» Stored items from a collection:
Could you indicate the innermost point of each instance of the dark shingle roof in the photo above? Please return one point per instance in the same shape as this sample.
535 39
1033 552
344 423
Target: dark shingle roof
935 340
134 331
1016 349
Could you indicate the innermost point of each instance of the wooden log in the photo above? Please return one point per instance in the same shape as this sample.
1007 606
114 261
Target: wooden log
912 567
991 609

» Given task:
Copy every one of the records above line for line, changing nothing.

» Completed exercise:
Could you indicate the innermost point of each instance of the dark shingle roof in the photo above? Please return one point per instance in the same shape as this sample.
535 39
1033 552
344 423
Target: dark shingle roof
935 340
134 331
1016 349
Could you indicate the innermost point of each instance of the wooden log in the photo above? Please return one point per instance in the same shape as this sample.
1007 606
114 261
Target: wooden log
912 567
991 609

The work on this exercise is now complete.